Die Fehlermeldung wird von meiner TableModel Klasse geschmissen und zwar ab der Eingabe des 4. Zeichens und zwar in der Methode getValueAt und ich stehe im Moment maechtig auf dem Schlauch.   

Ich hoffe, ihr koennt mir weiterhelfen?!


Gruesse
FenchelT


----------



## Beni (21. Sep 2007)

Schön, dass du SlaterB's Einwände ignorierst... :wink:

Hat es überhaupt noch ein Datenset das durch den Filter kommt? 
Man sollte dabei auch beachten, dass "last" nicht unbedingt eine existierende Zeile anspringt (steht jedenfalls in der API :wink: ), wahrscheinlich gibt "getRowCount" einen falschen Wert zurück.


----------



## FenchelT (21. Sep 2007)

Beni hat gesagt.:
			
		

> Schön, dass du SlaterB's Einwände ignorierst... :wink:



Wie meinen ?

━━━━━━━━━━━━━━━━━━━━

(AUFGABENSTELLUNG):
1. Gib den Forenausschnitt von "Die Fehlermeldung wird" bis "auf dem Schlauch." wortgetreu wieder.
2. In welcher Methode der TableModel-Klasse tritt laut dem Forenausschnitt die Fehlermeldung auf?

[Einige Einträge]
━━━━━━━━━━━━━━━━━━━━

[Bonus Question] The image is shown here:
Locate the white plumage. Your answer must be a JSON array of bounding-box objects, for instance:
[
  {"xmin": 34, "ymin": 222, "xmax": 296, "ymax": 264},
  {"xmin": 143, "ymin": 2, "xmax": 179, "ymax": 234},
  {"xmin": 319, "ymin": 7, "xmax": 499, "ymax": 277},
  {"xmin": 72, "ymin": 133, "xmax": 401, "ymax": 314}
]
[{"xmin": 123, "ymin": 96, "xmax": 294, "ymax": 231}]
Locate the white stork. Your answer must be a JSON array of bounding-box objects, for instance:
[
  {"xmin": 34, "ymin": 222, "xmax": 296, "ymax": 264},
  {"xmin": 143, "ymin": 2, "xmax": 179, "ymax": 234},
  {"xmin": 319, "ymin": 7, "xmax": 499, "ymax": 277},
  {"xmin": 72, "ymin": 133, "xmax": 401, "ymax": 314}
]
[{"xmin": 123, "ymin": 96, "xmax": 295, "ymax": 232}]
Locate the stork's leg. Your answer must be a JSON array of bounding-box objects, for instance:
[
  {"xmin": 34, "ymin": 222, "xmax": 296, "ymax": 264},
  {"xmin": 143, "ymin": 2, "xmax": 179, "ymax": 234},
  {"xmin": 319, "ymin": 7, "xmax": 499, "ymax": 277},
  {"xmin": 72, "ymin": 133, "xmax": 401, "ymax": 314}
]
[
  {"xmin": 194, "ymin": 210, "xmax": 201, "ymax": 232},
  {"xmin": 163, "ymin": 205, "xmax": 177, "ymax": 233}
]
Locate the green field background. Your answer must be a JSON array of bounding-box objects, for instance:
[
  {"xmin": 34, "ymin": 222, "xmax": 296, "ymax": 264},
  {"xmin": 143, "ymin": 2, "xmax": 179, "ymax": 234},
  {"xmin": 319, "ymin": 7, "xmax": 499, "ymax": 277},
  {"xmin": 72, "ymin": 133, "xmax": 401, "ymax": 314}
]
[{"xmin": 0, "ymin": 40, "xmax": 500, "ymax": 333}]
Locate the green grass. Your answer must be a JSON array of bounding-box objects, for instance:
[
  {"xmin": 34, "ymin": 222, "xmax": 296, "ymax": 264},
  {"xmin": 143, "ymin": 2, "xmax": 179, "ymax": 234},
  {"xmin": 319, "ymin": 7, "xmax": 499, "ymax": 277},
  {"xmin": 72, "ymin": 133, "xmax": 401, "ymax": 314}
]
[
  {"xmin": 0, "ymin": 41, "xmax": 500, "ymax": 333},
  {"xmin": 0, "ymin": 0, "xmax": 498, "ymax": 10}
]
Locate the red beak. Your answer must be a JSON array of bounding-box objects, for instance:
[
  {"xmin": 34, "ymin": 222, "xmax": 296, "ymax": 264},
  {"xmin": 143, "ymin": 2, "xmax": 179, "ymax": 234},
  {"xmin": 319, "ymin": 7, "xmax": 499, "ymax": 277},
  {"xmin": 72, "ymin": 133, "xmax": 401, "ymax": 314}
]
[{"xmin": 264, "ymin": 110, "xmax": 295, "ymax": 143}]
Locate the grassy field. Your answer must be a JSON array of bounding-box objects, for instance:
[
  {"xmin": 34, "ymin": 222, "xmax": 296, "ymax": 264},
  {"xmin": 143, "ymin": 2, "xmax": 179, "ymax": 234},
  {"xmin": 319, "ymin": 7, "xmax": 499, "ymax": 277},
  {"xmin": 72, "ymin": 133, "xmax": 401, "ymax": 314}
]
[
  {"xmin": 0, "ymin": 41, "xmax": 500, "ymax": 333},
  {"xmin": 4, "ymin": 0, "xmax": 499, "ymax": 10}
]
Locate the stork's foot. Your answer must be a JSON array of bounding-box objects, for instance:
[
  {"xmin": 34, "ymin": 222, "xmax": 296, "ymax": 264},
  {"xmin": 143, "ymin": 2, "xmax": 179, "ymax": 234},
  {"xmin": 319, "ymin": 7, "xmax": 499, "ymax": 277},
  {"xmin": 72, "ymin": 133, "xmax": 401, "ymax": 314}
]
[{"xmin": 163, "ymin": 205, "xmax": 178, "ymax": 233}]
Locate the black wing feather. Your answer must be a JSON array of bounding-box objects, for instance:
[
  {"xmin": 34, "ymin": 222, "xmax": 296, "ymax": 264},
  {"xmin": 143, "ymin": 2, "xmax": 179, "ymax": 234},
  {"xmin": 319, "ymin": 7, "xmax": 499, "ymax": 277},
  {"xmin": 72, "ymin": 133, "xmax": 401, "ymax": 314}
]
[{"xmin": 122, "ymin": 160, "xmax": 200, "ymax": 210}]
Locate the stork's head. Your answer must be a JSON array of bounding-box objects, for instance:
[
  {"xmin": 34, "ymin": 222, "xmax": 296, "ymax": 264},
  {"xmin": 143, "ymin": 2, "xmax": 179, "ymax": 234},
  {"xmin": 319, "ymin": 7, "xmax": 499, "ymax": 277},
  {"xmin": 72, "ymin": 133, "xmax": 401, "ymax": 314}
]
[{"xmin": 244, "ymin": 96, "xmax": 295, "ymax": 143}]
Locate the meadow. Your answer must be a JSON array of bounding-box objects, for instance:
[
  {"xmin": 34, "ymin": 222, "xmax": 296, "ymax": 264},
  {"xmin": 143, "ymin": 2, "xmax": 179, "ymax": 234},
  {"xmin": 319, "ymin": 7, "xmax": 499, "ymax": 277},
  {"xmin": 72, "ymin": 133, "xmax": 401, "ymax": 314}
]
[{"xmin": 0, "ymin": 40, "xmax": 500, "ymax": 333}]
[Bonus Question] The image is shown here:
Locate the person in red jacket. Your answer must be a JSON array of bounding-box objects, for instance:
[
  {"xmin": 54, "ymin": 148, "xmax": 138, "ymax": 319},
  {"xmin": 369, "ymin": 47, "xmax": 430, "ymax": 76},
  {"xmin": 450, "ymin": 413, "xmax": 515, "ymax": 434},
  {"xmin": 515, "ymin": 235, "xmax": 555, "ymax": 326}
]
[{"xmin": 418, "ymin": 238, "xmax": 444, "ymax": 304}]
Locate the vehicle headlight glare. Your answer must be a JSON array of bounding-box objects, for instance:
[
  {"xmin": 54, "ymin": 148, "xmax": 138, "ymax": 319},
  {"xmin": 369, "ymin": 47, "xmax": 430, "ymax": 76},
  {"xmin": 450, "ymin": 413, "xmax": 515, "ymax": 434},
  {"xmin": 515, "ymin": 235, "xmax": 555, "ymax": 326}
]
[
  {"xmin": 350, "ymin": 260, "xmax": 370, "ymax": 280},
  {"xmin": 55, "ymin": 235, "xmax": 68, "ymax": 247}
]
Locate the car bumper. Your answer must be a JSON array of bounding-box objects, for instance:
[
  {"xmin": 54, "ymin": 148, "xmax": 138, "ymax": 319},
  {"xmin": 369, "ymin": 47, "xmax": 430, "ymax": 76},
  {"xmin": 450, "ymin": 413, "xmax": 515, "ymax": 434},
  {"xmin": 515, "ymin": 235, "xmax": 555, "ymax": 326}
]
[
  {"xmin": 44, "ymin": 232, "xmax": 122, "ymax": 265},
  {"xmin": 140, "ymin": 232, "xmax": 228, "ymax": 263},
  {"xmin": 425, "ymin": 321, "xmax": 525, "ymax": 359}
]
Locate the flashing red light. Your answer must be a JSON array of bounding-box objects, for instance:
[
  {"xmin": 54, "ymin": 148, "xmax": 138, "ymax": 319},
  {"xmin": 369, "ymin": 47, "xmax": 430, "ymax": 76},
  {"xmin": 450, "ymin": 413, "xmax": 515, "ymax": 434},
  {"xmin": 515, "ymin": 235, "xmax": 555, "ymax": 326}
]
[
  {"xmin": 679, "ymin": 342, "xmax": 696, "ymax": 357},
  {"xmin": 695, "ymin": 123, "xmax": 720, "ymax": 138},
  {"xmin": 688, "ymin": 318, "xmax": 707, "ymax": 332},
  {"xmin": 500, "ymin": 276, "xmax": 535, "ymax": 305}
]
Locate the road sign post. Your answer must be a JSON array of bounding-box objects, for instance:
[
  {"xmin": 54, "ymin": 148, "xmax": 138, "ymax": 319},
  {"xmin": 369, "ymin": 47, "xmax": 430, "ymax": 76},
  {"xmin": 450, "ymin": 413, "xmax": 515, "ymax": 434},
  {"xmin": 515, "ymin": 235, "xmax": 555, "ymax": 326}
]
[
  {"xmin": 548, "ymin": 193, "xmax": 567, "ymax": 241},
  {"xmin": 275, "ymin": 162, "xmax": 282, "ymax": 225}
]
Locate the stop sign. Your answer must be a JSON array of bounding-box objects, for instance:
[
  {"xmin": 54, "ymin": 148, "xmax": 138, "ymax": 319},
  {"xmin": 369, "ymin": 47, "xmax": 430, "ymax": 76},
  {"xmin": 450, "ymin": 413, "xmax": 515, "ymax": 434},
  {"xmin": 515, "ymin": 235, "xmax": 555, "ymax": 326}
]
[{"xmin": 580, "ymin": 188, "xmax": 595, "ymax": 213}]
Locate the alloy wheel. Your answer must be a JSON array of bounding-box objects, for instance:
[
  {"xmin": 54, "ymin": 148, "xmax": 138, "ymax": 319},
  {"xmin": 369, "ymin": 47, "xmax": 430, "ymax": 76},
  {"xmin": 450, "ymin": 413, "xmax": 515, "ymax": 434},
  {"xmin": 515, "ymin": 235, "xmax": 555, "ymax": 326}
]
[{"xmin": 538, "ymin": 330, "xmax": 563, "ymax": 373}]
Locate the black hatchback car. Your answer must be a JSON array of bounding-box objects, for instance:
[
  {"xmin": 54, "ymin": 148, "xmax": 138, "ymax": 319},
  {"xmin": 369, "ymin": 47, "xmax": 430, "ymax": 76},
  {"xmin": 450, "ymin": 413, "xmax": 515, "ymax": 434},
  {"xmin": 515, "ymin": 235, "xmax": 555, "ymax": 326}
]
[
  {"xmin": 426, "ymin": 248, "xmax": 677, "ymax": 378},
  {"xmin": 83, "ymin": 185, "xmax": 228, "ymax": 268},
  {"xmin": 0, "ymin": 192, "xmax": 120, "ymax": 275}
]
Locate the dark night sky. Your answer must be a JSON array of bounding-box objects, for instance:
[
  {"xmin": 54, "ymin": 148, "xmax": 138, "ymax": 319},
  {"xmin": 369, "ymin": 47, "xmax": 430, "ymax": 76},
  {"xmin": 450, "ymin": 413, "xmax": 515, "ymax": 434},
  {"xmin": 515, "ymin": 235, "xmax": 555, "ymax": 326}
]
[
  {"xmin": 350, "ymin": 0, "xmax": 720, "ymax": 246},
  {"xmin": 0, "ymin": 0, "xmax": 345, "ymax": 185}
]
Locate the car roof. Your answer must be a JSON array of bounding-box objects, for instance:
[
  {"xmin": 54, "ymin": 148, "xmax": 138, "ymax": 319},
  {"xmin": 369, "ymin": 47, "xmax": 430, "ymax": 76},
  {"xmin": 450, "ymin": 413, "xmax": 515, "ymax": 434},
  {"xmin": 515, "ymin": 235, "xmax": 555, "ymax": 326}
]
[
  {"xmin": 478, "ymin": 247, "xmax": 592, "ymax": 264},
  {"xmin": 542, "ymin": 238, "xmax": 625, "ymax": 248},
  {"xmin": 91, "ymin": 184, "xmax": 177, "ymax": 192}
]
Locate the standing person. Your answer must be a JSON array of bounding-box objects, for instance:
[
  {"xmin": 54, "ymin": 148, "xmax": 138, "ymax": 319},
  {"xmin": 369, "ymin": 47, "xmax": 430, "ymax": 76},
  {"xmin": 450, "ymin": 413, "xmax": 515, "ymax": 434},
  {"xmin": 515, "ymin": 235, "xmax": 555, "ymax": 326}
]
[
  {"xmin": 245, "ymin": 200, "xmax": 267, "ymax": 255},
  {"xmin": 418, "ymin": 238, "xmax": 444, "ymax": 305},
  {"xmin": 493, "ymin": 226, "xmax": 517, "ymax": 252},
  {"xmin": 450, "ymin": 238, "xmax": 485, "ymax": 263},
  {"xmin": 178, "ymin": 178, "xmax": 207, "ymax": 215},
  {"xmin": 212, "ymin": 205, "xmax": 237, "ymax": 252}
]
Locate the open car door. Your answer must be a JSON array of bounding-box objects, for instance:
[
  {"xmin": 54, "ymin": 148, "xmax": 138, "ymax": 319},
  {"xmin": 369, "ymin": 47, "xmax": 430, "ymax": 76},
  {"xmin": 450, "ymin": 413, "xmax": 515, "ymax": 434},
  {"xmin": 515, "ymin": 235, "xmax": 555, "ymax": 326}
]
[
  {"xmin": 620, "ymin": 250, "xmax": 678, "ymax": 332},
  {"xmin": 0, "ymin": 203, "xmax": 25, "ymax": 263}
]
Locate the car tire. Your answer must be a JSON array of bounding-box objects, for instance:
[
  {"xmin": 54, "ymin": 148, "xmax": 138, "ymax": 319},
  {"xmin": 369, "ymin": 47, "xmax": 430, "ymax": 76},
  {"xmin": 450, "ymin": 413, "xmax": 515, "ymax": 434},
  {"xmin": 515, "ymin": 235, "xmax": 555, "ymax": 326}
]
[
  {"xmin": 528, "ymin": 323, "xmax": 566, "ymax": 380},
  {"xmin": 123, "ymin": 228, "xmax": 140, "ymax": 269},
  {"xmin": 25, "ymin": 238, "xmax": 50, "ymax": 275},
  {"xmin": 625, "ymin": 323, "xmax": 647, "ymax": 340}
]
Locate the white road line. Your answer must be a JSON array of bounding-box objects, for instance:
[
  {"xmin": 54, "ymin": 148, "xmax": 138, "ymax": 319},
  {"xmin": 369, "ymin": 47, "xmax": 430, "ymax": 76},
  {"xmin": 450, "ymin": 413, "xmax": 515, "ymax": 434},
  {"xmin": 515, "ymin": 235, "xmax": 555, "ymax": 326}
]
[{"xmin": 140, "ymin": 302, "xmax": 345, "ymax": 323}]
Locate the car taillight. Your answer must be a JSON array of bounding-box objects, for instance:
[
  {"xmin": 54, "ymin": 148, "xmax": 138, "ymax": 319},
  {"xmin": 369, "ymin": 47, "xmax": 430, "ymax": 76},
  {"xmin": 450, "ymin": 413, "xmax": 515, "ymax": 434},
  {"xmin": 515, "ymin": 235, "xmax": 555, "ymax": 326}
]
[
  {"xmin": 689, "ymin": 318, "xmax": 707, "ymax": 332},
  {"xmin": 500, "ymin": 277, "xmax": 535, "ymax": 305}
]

━━━━━━━━━━━━━━━━━━━━

(LÖSUNGEN):
1.
Die Fehlermeldung wird von meiner TableModel Klasse geschmissen und zwar ab der Eingabe des 4. Zeichens und zwar in der Methode getValueAt und ich stehe im Moment maechtig auf dem Schlauch.

2. In der Methode getValueAt.